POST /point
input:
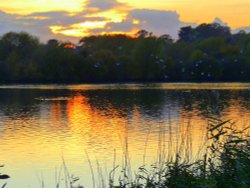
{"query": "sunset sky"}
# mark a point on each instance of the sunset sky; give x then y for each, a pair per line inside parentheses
(73, 19)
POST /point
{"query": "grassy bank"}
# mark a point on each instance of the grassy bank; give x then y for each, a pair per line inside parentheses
(225, 162)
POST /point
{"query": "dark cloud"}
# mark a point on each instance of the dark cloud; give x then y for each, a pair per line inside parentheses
(156, 21)
(38, 24)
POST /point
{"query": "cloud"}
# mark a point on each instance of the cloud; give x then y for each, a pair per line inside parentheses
(104, 4)
(64, 25)
(220, 21)
(156, 21)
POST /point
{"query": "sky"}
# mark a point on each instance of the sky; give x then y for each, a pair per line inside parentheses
(74, 19)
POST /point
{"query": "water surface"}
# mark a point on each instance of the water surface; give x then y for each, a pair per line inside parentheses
(42, 125)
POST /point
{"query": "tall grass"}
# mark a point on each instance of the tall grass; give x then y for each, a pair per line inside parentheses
(225, 163)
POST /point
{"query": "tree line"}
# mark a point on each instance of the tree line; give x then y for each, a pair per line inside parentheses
(206, 53)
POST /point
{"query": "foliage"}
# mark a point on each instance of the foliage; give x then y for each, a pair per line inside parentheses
(208, 52)
(225, 164)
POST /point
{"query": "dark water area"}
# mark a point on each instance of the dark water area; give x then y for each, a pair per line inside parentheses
(41, 124)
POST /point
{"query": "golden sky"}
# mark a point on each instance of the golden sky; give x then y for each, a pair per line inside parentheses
(104, 16)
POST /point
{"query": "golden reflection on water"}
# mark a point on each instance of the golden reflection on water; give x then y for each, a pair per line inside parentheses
(69, 127)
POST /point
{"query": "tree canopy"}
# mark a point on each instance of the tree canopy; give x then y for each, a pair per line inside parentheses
(208, 52)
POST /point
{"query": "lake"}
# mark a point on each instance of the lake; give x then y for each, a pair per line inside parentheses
(98, 126)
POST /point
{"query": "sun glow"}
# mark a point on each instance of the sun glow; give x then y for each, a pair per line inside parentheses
(79, 29)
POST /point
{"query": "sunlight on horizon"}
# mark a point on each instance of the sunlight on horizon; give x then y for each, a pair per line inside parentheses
(99, 14)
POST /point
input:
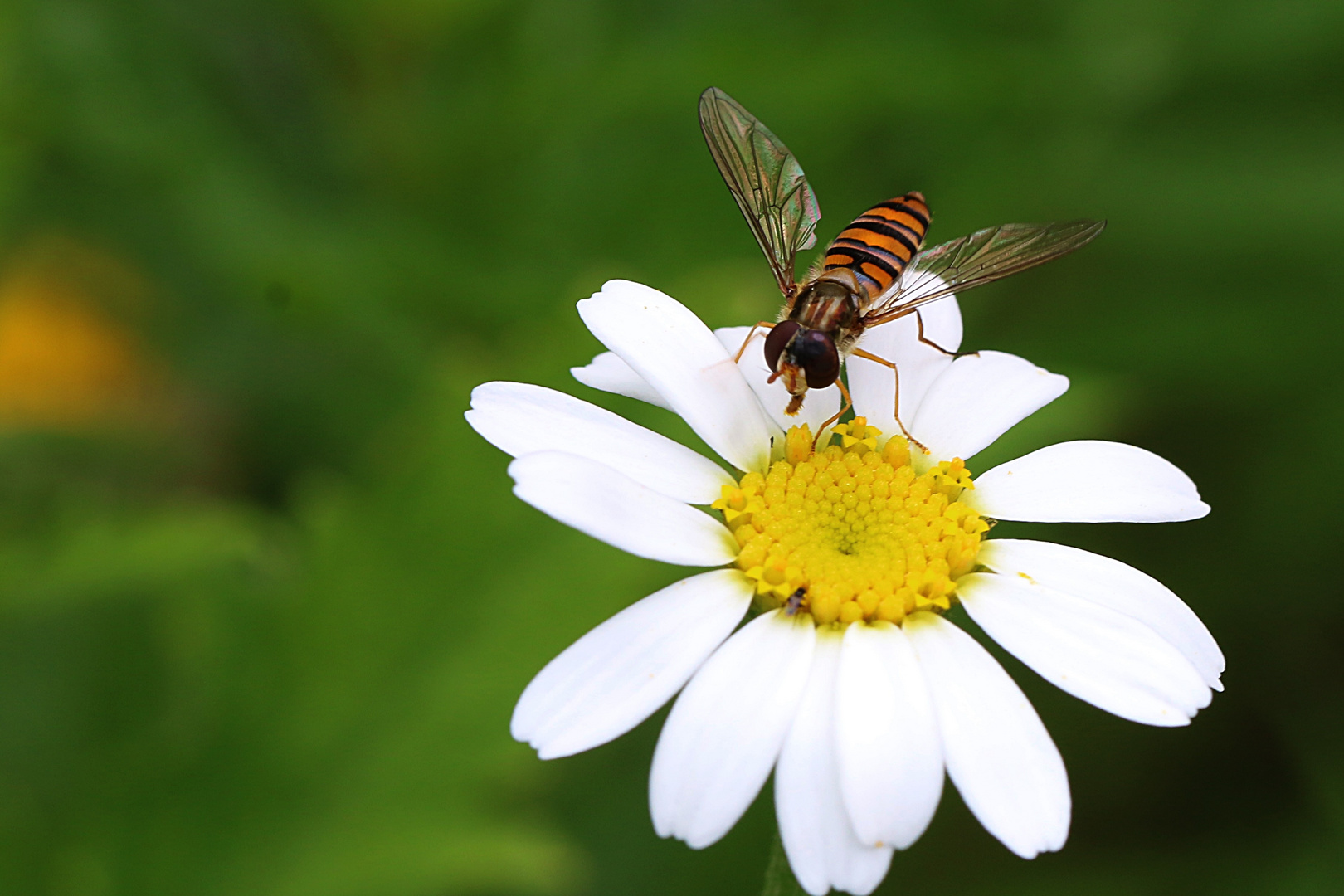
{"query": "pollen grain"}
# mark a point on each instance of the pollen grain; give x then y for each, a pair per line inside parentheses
(854, 527)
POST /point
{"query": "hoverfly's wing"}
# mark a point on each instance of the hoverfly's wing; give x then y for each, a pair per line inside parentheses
(765, 179)
(977, 260)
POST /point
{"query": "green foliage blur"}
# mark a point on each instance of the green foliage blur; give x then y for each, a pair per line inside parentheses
(266, 601)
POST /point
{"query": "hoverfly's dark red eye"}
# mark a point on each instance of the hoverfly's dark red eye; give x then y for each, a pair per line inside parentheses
(817, 356)
(776, 342)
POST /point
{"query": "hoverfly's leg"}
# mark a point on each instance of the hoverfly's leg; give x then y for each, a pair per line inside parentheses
(747, 340)
(895, 406)
(933, 344)
(847, 405)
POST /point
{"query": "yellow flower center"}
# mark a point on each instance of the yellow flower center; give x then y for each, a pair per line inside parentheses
(852, 533)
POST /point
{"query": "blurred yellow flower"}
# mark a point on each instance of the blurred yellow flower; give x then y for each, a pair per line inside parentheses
(63, 360)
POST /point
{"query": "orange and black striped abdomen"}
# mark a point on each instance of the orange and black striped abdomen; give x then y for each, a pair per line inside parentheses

--------

● Aim of the task:
From the entries, report each line that includes the word "black".

● Answer to the exercise:
{"query": "orange and black striped abdomen"}
# mark a point on each instance of the orange and black striped abdomen; give x then y for each, a pair per line inside parentheses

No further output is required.